(Collected data)

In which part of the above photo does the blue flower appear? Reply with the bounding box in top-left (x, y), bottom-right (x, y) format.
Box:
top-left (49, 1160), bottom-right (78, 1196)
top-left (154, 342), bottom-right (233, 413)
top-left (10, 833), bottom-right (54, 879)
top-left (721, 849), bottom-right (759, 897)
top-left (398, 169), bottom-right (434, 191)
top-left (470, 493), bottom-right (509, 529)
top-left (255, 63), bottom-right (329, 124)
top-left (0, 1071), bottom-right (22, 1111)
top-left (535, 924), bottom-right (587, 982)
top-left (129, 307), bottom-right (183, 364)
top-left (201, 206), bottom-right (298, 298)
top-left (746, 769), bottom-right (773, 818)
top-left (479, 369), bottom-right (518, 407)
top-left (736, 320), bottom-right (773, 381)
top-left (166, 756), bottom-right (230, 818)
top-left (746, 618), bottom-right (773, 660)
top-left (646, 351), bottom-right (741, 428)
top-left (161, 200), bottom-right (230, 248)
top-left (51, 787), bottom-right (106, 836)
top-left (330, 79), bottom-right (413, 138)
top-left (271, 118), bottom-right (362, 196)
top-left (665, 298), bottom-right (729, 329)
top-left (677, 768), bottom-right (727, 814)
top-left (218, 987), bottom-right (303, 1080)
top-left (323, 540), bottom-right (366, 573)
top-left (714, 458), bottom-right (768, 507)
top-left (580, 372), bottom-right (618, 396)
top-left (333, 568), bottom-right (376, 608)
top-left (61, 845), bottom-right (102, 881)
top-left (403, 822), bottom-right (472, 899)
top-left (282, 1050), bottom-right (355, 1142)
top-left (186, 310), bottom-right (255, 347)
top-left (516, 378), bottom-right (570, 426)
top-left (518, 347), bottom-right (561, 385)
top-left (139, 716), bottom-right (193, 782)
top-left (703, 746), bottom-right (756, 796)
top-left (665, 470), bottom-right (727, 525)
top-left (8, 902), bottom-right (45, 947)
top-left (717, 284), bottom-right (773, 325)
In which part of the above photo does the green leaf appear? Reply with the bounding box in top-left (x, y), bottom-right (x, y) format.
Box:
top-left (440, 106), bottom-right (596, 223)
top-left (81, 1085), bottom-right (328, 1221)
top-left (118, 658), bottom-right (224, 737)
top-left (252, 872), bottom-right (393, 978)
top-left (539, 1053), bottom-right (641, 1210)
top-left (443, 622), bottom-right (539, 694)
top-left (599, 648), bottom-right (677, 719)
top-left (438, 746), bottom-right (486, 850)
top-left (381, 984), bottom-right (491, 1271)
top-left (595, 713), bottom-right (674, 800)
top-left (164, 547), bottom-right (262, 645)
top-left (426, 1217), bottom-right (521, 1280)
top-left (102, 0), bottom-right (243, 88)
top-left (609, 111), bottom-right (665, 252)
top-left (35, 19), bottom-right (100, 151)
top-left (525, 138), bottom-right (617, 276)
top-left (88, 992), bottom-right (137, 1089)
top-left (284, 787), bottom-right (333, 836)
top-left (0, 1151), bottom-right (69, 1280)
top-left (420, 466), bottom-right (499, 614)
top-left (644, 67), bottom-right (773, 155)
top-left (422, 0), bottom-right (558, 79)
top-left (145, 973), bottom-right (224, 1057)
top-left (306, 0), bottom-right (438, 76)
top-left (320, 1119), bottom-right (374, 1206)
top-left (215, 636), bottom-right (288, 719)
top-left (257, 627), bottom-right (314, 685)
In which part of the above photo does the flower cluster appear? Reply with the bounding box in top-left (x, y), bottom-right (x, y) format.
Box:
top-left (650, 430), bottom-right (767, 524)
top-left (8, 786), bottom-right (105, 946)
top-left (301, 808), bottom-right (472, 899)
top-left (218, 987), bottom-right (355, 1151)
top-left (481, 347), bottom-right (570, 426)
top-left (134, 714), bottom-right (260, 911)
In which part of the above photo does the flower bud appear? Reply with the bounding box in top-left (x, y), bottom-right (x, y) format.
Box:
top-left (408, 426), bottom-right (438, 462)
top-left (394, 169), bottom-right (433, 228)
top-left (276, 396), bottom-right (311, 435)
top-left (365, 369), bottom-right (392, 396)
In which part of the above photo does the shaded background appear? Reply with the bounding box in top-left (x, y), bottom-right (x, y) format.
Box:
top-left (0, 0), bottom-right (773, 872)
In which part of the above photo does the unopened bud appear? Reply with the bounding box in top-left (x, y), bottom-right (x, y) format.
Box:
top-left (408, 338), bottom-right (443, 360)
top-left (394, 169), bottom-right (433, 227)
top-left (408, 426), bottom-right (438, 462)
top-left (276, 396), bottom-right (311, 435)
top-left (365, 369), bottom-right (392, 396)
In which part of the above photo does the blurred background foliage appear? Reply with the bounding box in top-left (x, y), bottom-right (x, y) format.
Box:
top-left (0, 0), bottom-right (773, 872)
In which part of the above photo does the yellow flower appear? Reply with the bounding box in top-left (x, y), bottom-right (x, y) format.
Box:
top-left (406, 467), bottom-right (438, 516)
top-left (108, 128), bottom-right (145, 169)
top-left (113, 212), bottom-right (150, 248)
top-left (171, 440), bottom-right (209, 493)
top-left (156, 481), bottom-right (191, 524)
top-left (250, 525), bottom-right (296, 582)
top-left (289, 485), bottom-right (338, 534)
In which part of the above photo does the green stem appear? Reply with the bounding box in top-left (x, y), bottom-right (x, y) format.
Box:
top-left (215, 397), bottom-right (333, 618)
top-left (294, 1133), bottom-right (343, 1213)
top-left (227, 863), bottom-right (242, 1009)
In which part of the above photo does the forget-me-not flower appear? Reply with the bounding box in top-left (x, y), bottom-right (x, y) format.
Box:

◆ YOUR GOAL ◆
How do all the lines above read once "bounding box" is changed to "enclosing rectangle" wherever it occurs, with everything else left as is?

◆ FINISHED ANSWER ◆
In which part of the above photo does the blue flower appear? Reply with the enclosing rectangle in top-left (x, y), bottom-right (x, y) format.
Box:
top-left (49, 1160), bottom-right (78, 1196)
top-left (154, 342), bottom-right (233, 413)
top-left (10, 833), bottom-right (54, 879)
top-left (721, 849), bottom-right (759, 897)
top-left (398, 169), bottom-right (434, 191)
top-left (470, 493), bottom-right (509, 529)
top-left (255, 63), bottom-right (329, 124)
top-left (0, 1071), bottom-right (22, 1111)
top-left (535, 924), bottom-right (587, 982)
top-left (129, 307), bottom-right (183, 364)
top-left (201, 206), bottom-right (298, 298)
top-left (746, 769), bottom-right (773, 818)
top-left (479, 369), bottom-right (518, 407)
top-left (736, 320), bottom-right (773, 381)
top-left (166, 756), bottom-right (230, 818)
top-left (746, 618), bottom-right (773, 660)
top-left (646, 351), bottom-right (741, 428)
top-left (161, 200), bottom-right (230, 248)
top-left (51, 787), bottom-right (106, 836)
top-left (330, 79), bottom-right (413, 138)
top-left (271, 118), bottom-right (362, 196)
top-left (665, 298), bottom-right (729, 329)
top-left (677, 768), bottom-right (727, 814)
top-left (218, 987), bottom-right (303, 1080)
top-left (323, 540), bottom-right (366, 573)
top-left (714, 458), bottom-right (768, 507)
top-left (580, 372), bottom-right (618, 396)
top-left (333, 568), bottom-right (376, 608)
top-left (61, 845), bottom-right (102, 881)
top-left (403, 822), bottom-right (472, 899)
top-left (282, 1050), bottom-right (355, 1142)
top-left (186, 310), bottom-right (255, 347)
top-left (516, 378), bottom-right (570, 426)
top-left (518, 347), bottom-right (561, 385)
top-left (139, 716), bottom-right (193, 782)
top-left (703, 746), bottom-right (756, 796)
top-left (665, 470), bottom-right (727, 525)
top-left (8, 902), bottom-right (45, 947)
top-left (717, 284), bottom-right (773, 325)
In which part of the above photo does the green leaf appear? Reply with the enclosing rectangle in top-left (x, y), bottom-right (x, y) format.
Box:
top-left (440, 106), bottom-right (596, 223)
top-left (81, 1085), bottom-right (328, 1221)
top-left (118, 658), bottom-right (224, 737)
top-left (252, 872), bottom-right (393, 978)
top-left (539, 1053), bottom-right (641, 1210)
top-left (443, 622), bottom-right (539, 694)
top-left (599, 648), bottom-right (677, 719)
top-left (438, 746), bottom-right (486, 850)
top-left (381, 984), bottom-right (491, 1271)
top-left (595, 713), bottom-right (674, 800)
top-left (164, 547), bottom-right (262, 645)
top-left (426, 1217), bottom-right (521, 1280)
top-left (102, 0), bottom-right (243, 88)
top-left (609, 111), bottom-right (665, 252)
top-left (35, 19), bottom-right (100, 151)
top-left (525, 138), bottom-right (617, 276)
top-left (88, 992), bottom-right (137, 1089)
top-left (284, 787), bottom-right (333, 836)
top-left (0, 1151), bottom-right (69, 1280)
top-left (420, 466), bottom-right (499, 614)
top-left (644, 67), bottom-right (773, 155)
top-left (422, 0), bottom-right (558, 79)
top-left (145, 973), bottom-right (224, 1057)
top-left (306, 0), bottom-right (438, 76)
top-left (320, 1119), bottom-right (374, 1206)
top-left (215, 636), bottom-right (288, 719)
top-left (257, 627), bottom-right (314, 685)
In which part of the above photo does the flower cluster appear? Reply with the enclosing rectangle in top-left (x, y), bottom-right (x, y) format.
Box:
top-left (650, 430), bottom-right (767, 524)
top-left (8, 786), bottom-right (105, 946)
top-left (301, 808), bottom-right (472, 899)
top-left (218, 987), bottom-right (355, 1151)
top-left (481, 347), bottom-right (570, 426)
top-left (134, 714), bottom-right (260, 911)
In which part of the above photo does the flower bud appear? Reply with the enclosing rectangle in top-left (x, y), bottom-right (x, y) format.
Box:
top-left (408, 426), bottom-right (438, 462)
top-left (394, 169), bottom-right (433, 228)
top-left (276, 396), bottom-right (311, 435)
top-left (365, 369), bottom-right (392, 396)
In which part of the above photo does the shaded background appear? Reply with the enclosing rectangle in top-left (x, y), bottom-right (x, y) format.
Box:
top-left (0, 0), bottom-right (773, 872)
In which part of the above photo does the unopened bud appear? Reply with the enclosing rectangle in top-left (x, y), bottom-right (x, y) format.
Box:
top-left (408, 338), bottom-right (443, 360)
top-left (394, 169), bottom-right (433, 227)
top-left (408, 426), bottom-right (438, 462)
top-left (276, 396), bottom-right (311, 435)
top-left (365, 369), bottom-right (392, 396)
In which part of the above photo does the blurred background foliage appear? Reply with the enclosing rectangle in top-left (x, y), bottom-right (x, y) format.
Box:
top-left (0, 0), bottom-right (773, 872)
In which part of the above photo does the yellow flower appear? Reply with the enclosing rectangle in top-left (x, y), bottom-right (x, y) format.
Box:
top-left (406, 467), bottom-right (438, 516)
top-left (108, 128), bottom-right (145, 169)
top-left (113, 212), bottom-right (150, 248)
top-left (171, 440), bottom-right (209, 493)
top-left (156, 481), bottom-right (191, 524)
top-left (250, 525), bottom-right (296, 582)
top-left (289, 485), bottom-right (338, 534)
In which part of the above photo does the green stem appear? Reply with the enclosing rectangle in top-left (x, y), bottom-right (x, y) format.
Box:
top-left (215, 397), bottom-right (333, 618)
top-left (294, 1133), bottom-right (343, 1213)
top-left (227, 863), bottom-right (242, 1009)
In which part of the above photo does the forget-me-not flower appear? Reply with the enclosing rectangle in top-left (x, y), bottom-right (x, y) format.
Box:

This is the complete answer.